======== Selected extract
It thus appears from the legislative background or the legislative changes that from "foreign company", it has been changed into "Government of a foreign State or a foreign enterprise". It is apparent that the expression "foreign enterprise" has been substituted for "foreign company" while the words "Government of a foreign State" have been inserted. There can be no doubt that the expression "foreign enterprise" is a wider term than "foreign company". "Foreign enterprise" will include within it also a foreign company. Now, a foreign company is a company incorporated under the law of the foreign country concerned. An Indian company doing business or having a branch, unit or establishment in a foreign country cannot be called a foreign company. Thus, in the case of a foreign enterprise which is a foreign company, such company must be incorporated in accordance with the law of the foreign country in question. Keeping this in view, the question that arises is whether a branch, unit or establishment of an Indian company doing business in a foreign country can be said to be a foreign enterprise. In our view, it is difficult to regard such branch, unit or establishment as a "foreign enterprise" within the meaning of section 80-0 of the Act. The interpretation of a term should be such as to be consistent with the things or objects that are included within it. In other words, the meaning of the expression cannot be different for different objects included in the expression. If an Indian company having branch, unit or establishment in a foreign country cannot be regarded as foreign company, then, for the same reason, a branch, unit or establishment of an Indian company situate in a foreign country or doing business in such foreign country cannot be included within the meaning of the expression "foreign enterprise".

The test of location, as contended by learned counsel appearing on behalf of the appellants, is no doubt one of the tests for deciding whether an enterprise is a foreign enterprise or not within the meaning of section 80-0 of the Act, but that is not the only test. In order that an enterprise can be called a foreign enterprise for the purpose of section 80-0, there can be no doubt that it has to be located in a foreign country. The High Court has decided the issue on the ground of foreign ownership. Undoubtedly, ownership is also a criterion for deciding whether an enterprise is a foreign enterprise or not. But, again, that is not the sole criterion or test and, as has been observed before, location of an enterprise is also test for deciding whether an enterprise is a foreign enterprise or not.
================
======== Data lines
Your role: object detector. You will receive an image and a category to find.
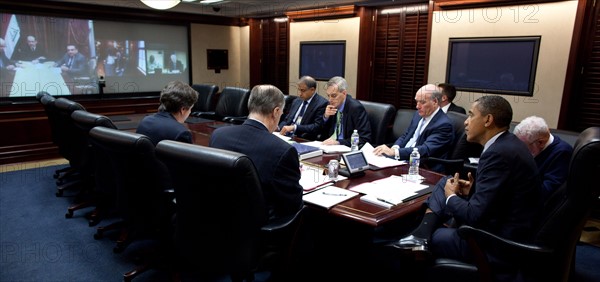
================
Translate into French this sentence from the extract on foreign enterprises: "Now, a foreign company is a company incorporated under the law of the foreign country concerned."

Or, une société étrangère est une société constituée conformément au droit du pays étranger concerné.